== GIVEN ENTRIES
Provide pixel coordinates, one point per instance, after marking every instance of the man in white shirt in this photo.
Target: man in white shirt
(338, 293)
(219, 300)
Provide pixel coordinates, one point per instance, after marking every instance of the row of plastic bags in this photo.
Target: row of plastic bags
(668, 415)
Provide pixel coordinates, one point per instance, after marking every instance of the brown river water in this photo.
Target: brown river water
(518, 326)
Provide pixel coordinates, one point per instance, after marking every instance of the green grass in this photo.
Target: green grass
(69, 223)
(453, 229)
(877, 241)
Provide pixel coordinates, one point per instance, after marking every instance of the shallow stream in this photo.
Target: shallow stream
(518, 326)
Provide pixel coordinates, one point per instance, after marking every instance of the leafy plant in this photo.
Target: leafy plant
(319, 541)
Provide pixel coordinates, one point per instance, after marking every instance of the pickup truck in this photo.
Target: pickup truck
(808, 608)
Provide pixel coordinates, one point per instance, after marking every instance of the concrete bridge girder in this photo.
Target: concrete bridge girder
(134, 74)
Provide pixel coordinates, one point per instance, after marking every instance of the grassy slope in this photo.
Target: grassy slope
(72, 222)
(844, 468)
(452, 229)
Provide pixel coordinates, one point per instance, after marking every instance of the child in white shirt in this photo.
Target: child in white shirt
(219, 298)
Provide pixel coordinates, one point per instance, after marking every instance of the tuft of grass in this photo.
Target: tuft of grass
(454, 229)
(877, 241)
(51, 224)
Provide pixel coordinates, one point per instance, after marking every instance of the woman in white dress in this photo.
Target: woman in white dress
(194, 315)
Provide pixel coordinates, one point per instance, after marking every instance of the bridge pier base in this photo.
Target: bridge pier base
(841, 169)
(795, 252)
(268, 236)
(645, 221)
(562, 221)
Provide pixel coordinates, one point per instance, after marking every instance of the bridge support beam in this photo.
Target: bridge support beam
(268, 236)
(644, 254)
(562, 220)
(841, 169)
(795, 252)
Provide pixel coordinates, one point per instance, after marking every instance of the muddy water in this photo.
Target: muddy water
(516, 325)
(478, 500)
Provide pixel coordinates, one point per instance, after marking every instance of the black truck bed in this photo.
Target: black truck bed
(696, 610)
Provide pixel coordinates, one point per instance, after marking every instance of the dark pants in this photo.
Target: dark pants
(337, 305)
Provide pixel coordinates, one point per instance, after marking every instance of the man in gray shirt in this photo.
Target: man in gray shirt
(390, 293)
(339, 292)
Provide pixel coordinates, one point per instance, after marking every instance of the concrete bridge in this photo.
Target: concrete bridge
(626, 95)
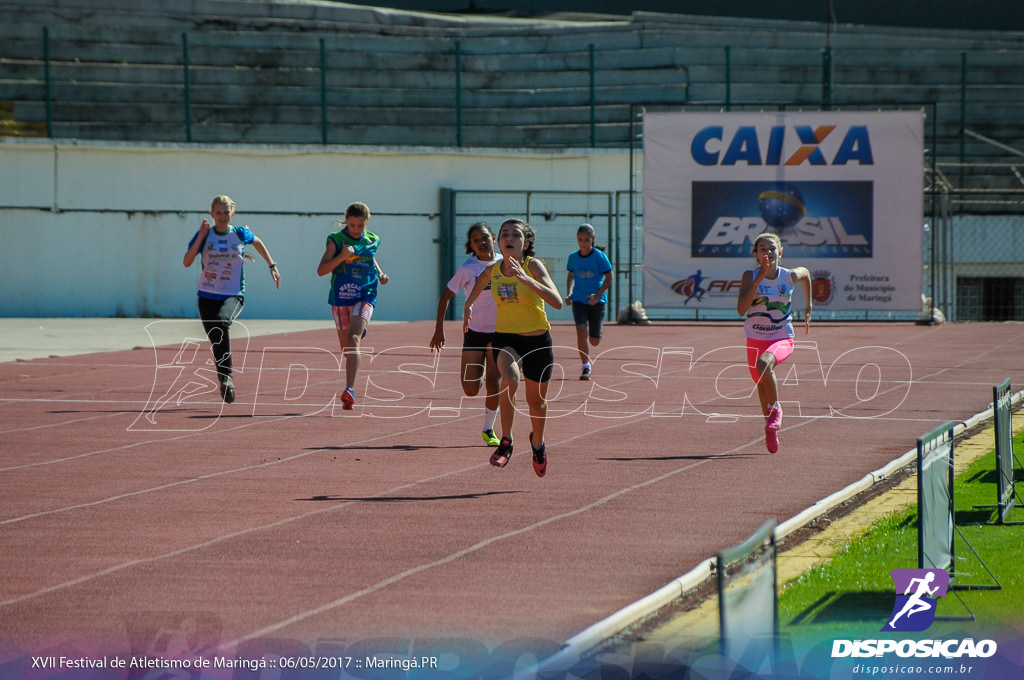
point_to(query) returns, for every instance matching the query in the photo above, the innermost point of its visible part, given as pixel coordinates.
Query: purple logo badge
(916, 593)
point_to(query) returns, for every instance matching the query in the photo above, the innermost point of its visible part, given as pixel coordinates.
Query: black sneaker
(226, 389)
(503, 454)
(540, 458)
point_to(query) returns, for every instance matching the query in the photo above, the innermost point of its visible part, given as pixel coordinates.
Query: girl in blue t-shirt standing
(586, 288)
(221, 283)
(350, 258)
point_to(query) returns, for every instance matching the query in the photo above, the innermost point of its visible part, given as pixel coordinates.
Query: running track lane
(281, 521)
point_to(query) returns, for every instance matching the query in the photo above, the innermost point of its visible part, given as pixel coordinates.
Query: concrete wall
(98, 229)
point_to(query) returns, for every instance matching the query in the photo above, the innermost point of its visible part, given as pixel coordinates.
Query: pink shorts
(780, 349)
(343, 315)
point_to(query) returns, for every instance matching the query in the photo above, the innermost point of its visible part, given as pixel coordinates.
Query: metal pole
(458, 92)
(184, 60)
(963, 118)
(46, 75)
(323, 92)
(826, 78)
(728, 78)
(593, 117)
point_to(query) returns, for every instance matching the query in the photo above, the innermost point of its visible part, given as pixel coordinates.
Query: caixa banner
(843, 190)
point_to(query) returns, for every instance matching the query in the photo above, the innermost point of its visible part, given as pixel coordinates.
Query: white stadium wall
(98, 229)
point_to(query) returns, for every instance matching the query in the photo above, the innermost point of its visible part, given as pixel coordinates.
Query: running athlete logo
(914, 608)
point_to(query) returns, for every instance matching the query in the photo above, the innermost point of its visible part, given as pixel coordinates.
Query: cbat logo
(696, 286)
(822, 286)
(747, 146)
(916, 593)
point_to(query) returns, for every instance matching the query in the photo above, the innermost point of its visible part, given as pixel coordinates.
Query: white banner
(844, 190)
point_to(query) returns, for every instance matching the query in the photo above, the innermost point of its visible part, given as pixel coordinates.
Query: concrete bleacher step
(254, 74)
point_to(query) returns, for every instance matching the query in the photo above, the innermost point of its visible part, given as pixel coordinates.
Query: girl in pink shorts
(765, 298)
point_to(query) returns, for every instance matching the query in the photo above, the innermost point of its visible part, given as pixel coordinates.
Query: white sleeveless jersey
(768, 316)
(222, 257)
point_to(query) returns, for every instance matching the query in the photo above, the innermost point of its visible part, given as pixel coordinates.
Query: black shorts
(536, 354)
(476, 340)
(591, 315)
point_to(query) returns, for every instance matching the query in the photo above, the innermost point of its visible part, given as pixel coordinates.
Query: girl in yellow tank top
(522, 347)
(520, 308)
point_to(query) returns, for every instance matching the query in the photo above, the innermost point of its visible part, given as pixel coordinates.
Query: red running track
(140, 514)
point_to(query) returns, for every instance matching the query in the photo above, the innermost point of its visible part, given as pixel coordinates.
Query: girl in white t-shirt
(221, 284)
(765, 298)
(478, 366)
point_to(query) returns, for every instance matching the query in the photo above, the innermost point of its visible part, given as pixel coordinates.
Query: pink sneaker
(347, 399)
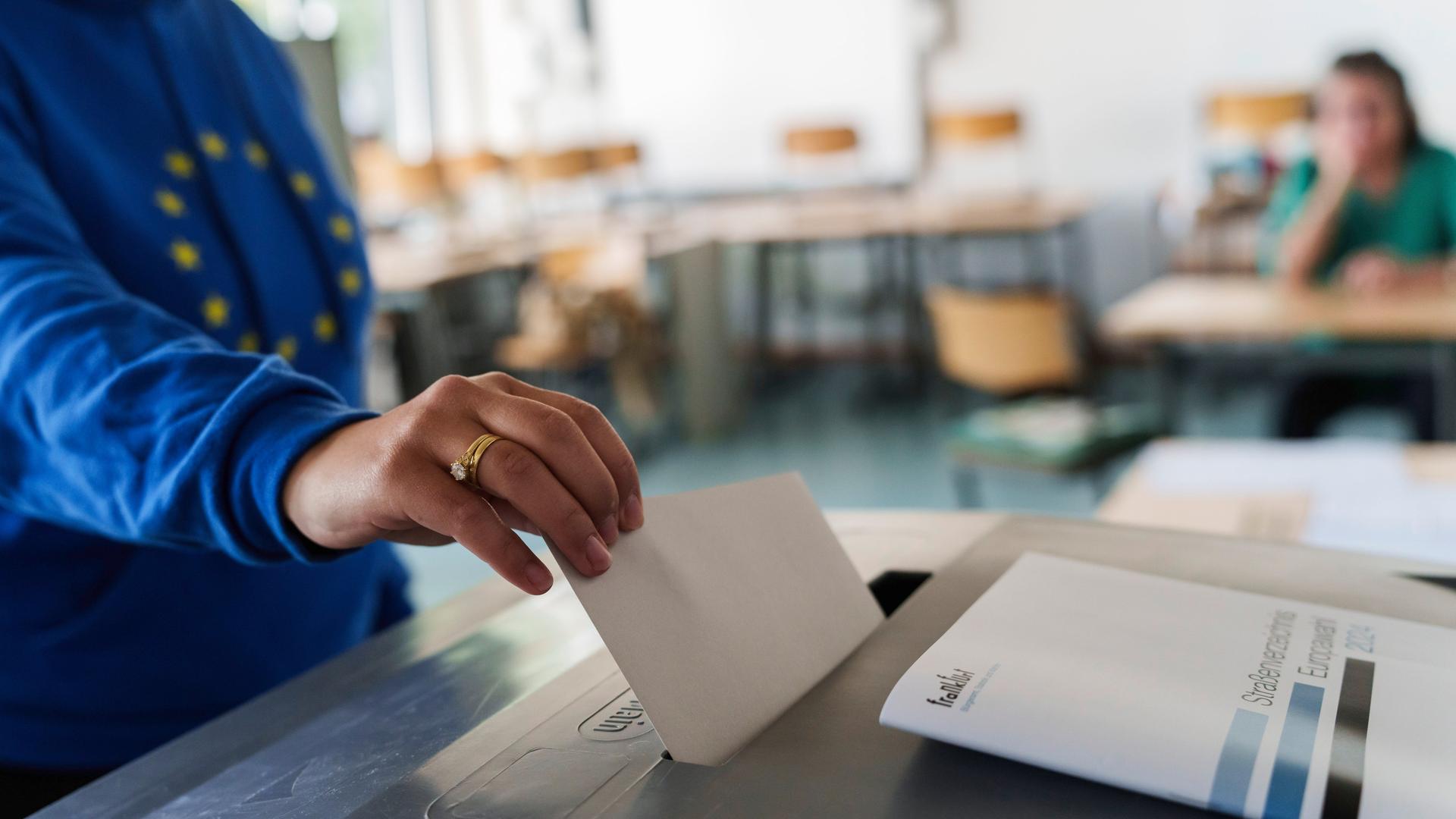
====
# EXERCISE DESCRIPTION:
Report every line in the listing above that contains the word "gray".

# OUTPUT:
Provide pixel coordinates, one point per instance, after marking every instance of the man in gray shirt in this photo.
Target: man in gray shirt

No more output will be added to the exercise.